▸ **REQUIRED WORK**:
Write out only the lines running from the one that contains "In the photo above, where can the gothic" to the end of the material, both ends included.

Stored data entries
※
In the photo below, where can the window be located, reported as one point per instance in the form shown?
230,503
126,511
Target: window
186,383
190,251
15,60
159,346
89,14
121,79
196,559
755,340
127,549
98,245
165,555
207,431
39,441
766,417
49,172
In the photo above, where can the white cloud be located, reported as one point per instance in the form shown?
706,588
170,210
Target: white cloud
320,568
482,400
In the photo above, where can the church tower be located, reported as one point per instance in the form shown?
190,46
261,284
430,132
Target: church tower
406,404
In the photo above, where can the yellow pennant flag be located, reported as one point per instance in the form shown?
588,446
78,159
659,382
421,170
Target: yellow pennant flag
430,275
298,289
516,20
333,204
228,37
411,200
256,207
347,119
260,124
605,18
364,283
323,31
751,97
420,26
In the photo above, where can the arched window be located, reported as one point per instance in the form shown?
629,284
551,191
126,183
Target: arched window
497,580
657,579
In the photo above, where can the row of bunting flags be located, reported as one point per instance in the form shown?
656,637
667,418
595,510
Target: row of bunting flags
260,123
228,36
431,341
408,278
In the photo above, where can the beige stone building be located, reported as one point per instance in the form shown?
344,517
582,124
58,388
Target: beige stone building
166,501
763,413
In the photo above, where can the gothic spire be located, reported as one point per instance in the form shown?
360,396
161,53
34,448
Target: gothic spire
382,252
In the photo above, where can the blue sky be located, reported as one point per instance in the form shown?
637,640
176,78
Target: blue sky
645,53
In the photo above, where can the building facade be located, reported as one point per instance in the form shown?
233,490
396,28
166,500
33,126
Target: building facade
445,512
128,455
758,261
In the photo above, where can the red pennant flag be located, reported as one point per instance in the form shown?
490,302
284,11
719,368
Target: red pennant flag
※
▸ **SOLUTION TO THIS EXERCISE**:
In the photo above, where can the gothic spire be located, reported as one point per instance in the form shown?
360,396
161,53
34,448
Target: gothic spire
382,252
In the photo above, where can the blue sky be located, reported as one point per instance in the form shown?
637,640
176,78
Target: blue sky
645,53
In the photo above, where can the building facade be located, reported as one point per instance in the form shown?
233,490
396,28
166,500
33,126
Target: building facade
445,512
128,455
758,261
In the photo above, where can the red pennant flag be located, reported as one point per instance in the form shown?
490,302
284,11
719,368
Target: red pennant flag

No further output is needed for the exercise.